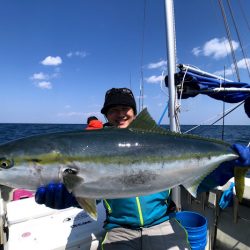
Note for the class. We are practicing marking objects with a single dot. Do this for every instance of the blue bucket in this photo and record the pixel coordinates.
(196, 227)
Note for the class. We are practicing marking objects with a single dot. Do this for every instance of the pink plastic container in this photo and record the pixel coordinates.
(19, 194)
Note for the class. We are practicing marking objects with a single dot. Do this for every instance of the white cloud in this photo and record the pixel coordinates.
(226, 72)
(154, 79)
(196, 51)
(161, 64)
(81, 54)
(230, 70)
(242, 63)
(52, 61)
(39, 76)
(216, 48)
(69, 114)
(44, 85)
(78, 114)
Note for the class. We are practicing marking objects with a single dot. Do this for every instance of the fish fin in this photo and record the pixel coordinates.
(239, 179)
(145, 122)
(70, 178)
(89, 206)
(191, 188)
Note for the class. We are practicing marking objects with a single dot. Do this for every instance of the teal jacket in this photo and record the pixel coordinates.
(137, 212)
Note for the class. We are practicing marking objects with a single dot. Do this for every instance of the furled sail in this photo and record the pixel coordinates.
(191, 81)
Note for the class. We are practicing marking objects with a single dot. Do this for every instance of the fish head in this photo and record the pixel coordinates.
(25, 166)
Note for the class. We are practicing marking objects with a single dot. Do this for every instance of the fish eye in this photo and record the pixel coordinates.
(5, 163)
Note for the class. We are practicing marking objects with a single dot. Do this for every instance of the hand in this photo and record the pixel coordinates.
(244, 155)
(55, 195)
(227, 197)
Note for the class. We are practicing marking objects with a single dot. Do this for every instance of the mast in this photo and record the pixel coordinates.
(171, 55)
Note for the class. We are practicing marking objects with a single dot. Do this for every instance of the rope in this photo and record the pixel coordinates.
(229, 39)
(212, 118)
(238, 35)
(142, 57)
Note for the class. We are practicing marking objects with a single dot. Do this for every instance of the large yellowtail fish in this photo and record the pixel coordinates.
(112, 163)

→ **WHAT TO DO**: Arrange the lines from the one containing "of the large" through the end of the data, inclusive, as a numbered list, omitting any blank lines.

→ **THE RESULT**:
1. Note for the class. We are practicing marking objects with a single dot. Do this for every instance of the large yellowtail fish in this photo and record the pixel coordinates.
2. (112, 163)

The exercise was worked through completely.